> _Goal_
Present the following data again exactly as it is shown.

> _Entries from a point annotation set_
—————
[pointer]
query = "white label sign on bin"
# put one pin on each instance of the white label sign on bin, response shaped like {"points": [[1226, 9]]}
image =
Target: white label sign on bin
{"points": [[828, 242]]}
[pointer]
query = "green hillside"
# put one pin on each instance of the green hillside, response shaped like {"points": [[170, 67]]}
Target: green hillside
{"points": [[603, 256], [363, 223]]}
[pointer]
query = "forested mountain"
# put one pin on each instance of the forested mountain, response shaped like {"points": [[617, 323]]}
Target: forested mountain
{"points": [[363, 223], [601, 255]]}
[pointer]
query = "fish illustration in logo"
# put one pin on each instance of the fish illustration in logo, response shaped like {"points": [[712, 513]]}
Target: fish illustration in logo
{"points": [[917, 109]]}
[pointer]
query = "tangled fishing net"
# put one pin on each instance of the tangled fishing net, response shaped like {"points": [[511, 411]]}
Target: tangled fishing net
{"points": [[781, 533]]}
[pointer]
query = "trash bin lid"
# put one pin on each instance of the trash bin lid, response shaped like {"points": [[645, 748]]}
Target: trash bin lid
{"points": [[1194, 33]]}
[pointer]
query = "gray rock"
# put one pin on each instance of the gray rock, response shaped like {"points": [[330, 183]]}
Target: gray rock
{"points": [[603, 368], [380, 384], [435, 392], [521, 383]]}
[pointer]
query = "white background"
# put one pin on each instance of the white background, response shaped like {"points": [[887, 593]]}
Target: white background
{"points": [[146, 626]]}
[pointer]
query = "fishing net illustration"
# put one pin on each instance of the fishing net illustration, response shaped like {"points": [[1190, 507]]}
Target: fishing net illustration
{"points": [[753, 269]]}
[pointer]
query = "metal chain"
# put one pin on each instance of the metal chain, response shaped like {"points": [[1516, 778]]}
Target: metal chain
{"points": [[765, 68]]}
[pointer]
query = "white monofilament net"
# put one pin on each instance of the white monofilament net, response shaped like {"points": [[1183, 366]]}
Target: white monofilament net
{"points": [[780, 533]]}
—————
> _Answer to the task_
[pointer]
query = "white label sign on bin"
# put one pin on each instance of the white label sign on bin, response shaped like {"points": [[1226, 9]]}
image =
Target: white label sign on bin
{"points": [[828, 242]]}
[pointer]
query = "green hillside"
# put one pin on each instance of the green hillside, response shaped like {"points": [[170, 67]]}
Target: green hillside
{"points": [[603, 256], [363, 223]]}
[pointer]
query = "forested mountain"
# put one pin on each instance of the forested mountain, response shaped like {"points": [[617, 323]]}
Target: forested mountain
{"points": [[363, 223], [601, 255]]}
[pointer]
query = "fish illustration in logo"
# put one pin on each instance of the fish illustration in logo, response shaped like {"points": [[712, 513]]}
Target: fish illustration in logo
{"points": [[917, 109]]}
[pointer]
query = "tangled fishing net"
# put one pin on each instance of the tangled fishing net, response shaped like {"points": [[511, 411]]}
Target: tangled fishing net
{"points": [[781, 533]]}
[pointer]
query = "trash bin lid"
# put one pin on each instance of the trash bin lid, response shaped like {"points": [[645, 748]]}
Target: trash bin lid
{"points": [[1194, 33]]}
[pointer]
query = "gray rock"
# put one pin on each instance of the gray rock, response shaped like {"points": [[330, 183]]}
Target: gray rock
{"points": [[603, 368], [380, 384], [435, 392], [521, 383]]}
[pointer]
query = "white background"
# put one pin on each instance of the white background, response shaped like {"points": [[887, 593]]}
Target: white background
{"points": [[146, 626]]}
[pointer]
query = "fishing net illustration"
# put one pin on each instance of the fishing net illustration, response shaped like {"points": [[1190, 507]]}
Target: fishing net illustration
{"points": [[753, 269]]}
[pointer]
query = "metal chain"
# put one pin on each instance of the metal chain, response shaped like {"points": [[1516, 778]]}
Target: metal chain
{"points": [[765, 68]]}
[pointer]
query = "white monofilament net"
# put one pin on each instance of the white monofilament net, response shaped like {"points": [[1183, 366]]}
Target: white monofilament net
{"points": [[780, 533]]}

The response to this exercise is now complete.